◆ Texte source
Je suis aussi d'avis que l'impossibilité d'invoquer le moyen de défense d'intoxication ne représente pas une réaction trop vive, sous le rapport de la restriction imposée aux droits en cause, surtout si l'on tient compte de l'extrême gravité du problème engendré par les infractions de conduite en état d'ébriété. La règle n'exige pas la déclaration de culpabilité d'une personne trouvée en état d'ébriété alors qu'elle a la garde et le contrôle d'un véhicule, mais qui est complètement innocente: l'intoxication involontaire n'est pas punie, non plus que la prise involontaire de la garde ou du contrôle en raison de facteurs étrangers à l'intoxication. D'autre part, le législateur devait réagir à la menace grave que représentent les personnes qui ont la garde ou le contrôle d'un véhicule moteur alors que leur capacité de conduire est affaiblie. Il est raisonnable de tenir une personne responsable quand elle consomme volontairement des substances enivrantes et met la sécurité du public en danger en prenant la garde ou le contrôle d'un véhicule à moteur, qu'elle ait eu l'intention de le faire ou que l'intoxication l'ait empêchée de se rendre compte de ce qu'elle faisait. En prenant sa première consommation, une personne peut raisonnablement être tenue pour avoir assumé le risque que l'ébriété lui fasse faire quelque chose qu'elle n'aurait pas fait si elle avait été sobre. Je conclus donc que l'impossibilité d'invoquer l'intoxication comme moyen de défense est une mesure qui est proportionnelle aux fins visées par l'al. 234(1)a).

V - Conclusion

En conséquence, je suis d'avis de rejeter le pourvoi.

//Le juge Wilson//

Version française des motifs des juges Wilson et L'Heureux-Dubé rendus par

LE JUGE WILSON — J'ai eu l'avantage de lire les motifs rédigés par mon collègue le juge en chef Lamer dans le présent pourvoi et je suis d'avis que l'affaiblissement des facultés, par opposition à l'absence d'affaiblissement des facultés, ne peut être invoqué comme moyen de défense dans le cas de l'infraction, prévue à l'art. 234 du Code criminel, S.R.C. 1970, ch. C‑34, consistant à avoir la garde ou le contrôle d'un véhicule à moteur alors qu'on a les facultés affaiblies. L'affaiblissement des facultés ne saurait constituer à la fois un élément essentiel de l'infraction et un moyen de défense opposable à une accusation d'avoir commis cette infraction.

◆ Données de la tâche
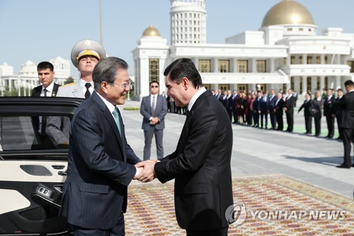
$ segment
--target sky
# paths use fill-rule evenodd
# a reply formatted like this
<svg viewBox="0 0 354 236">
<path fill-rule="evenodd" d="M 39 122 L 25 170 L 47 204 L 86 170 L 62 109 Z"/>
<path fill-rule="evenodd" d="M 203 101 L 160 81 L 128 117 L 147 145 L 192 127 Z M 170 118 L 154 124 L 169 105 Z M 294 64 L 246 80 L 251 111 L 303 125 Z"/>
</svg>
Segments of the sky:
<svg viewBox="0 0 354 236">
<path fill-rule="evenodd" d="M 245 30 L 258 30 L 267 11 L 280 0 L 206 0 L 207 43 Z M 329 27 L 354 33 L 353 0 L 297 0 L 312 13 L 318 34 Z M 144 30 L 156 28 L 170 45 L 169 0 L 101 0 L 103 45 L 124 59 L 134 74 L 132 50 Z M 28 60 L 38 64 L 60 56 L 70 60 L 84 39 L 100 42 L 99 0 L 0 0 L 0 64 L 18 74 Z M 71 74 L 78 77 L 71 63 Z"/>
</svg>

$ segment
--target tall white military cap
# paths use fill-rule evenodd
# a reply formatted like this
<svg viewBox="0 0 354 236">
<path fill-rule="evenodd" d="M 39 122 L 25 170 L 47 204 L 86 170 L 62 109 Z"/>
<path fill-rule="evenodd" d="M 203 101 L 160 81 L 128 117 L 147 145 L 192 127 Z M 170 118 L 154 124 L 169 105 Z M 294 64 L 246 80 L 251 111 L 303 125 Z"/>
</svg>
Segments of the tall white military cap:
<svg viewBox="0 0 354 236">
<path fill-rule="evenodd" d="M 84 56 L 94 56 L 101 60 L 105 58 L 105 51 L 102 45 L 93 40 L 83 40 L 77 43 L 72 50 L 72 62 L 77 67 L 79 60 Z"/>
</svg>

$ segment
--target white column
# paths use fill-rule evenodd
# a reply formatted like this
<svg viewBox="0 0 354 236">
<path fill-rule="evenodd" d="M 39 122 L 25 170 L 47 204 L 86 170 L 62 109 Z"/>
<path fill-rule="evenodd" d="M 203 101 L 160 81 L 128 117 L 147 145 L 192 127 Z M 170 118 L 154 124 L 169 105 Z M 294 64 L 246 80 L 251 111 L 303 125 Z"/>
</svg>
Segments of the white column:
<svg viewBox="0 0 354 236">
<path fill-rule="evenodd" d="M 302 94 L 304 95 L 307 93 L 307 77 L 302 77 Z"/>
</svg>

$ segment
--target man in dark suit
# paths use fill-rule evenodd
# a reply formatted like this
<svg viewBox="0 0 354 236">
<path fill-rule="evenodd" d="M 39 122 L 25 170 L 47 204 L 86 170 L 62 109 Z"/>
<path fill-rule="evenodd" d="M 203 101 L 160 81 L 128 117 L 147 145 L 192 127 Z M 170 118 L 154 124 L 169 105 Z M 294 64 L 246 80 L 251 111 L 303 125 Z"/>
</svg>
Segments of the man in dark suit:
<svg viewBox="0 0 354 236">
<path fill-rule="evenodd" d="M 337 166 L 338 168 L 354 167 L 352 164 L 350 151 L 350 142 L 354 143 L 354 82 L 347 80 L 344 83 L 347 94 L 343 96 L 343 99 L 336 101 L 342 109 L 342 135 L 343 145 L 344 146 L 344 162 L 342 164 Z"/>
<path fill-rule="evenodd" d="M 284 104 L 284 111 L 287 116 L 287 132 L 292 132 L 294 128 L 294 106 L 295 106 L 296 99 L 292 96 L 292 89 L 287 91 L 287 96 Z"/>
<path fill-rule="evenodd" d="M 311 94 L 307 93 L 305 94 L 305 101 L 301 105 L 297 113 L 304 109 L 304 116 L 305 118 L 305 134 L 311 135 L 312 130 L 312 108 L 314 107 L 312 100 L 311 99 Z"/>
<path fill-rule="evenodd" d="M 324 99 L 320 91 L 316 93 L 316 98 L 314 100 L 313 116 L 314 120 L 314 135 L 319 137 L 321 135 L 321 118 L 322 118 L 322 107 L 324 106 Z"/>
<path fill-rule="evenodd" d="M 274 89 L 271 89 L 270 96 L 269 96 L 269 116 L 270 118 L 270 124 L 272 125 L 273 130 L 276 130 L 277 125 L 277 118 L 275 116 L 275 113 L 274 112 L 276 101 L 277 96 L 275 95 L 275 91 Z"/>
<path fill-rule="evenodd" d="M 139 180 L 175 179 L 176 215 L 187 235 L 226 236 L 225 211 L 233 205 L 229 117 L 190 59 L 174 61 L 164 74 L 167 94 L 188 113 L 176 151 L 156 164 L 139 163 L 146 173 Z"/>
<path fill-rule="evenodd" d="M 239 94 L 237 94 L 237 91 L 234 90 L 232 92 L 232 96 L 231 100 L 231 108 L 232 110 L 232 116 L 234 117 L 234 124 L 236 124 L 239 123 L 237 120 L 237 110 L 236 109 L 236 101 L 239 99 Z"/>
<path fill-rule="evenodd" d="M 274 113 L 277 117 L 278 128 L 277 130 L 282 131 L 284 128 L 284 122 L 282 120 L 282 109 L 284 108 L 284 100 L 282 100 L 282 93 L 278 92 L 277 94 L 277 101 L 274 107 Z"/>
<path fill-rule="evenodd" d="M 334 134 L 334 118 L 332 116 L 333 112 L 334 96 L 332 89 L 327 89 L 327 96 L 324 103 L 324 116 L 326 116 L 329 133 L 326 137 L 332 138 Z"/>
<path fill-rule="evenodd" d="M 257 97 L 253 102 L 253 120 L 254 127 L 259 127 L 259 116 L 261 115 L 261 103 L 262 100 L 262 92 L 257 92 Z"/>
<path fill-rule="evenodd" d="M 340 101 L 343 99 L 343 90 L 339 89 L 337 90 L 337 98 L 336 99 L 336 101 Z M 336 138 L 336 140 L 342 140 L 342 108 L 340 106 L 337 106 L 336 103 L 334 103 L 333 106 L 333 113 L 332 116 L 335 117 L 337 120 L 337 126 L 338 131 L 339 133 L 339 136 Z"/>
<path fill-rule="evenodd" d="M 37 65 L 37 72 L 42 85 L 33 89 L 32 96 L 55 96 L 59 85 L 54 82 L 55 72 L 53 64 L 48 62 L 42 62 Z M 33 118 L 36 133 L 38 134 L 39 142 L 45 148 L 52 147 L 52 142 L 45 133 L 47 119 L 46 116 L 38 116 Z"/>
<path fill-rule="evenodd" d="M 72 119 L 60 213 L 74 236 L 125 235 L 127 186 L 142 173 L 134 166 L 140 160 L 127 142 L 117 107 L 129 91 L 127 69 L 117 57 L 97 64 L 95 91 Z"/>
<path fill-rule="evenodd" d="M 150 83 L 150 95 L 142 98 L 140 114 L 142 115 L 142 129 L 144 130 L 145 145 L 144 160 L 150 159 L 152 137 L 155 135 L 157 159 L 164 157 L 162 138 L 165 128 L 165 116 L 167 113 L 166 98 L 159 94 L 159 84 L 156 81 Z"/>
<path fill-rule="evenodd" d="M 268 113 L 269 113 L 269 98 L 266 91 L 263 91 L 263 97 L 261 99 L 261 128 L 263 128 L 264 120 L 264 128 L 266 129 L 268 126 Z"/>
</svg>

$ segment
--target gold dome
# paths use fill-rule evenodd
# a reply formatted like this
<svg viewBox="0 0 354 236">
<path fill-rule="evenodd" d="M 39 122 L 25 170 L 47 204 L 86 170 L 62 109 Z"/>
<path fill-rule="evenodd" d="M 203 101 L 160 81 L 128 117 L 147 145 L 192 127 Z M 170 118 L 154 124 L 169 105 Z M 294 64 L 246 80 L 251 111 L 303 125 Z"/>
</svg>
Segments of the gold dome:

◆ Actions à mener
1. D'après le texte source, quel type d'intoxication n'est pas puni par la règle ?
2. Affichez toutes les lignes où figure le mot « white ».

◆ Jeu de réponses
1. L'intoxication involontaire.

2.
--target tall white military cap
Segments of the tall white military cap:
--target white column
Segments of the white column:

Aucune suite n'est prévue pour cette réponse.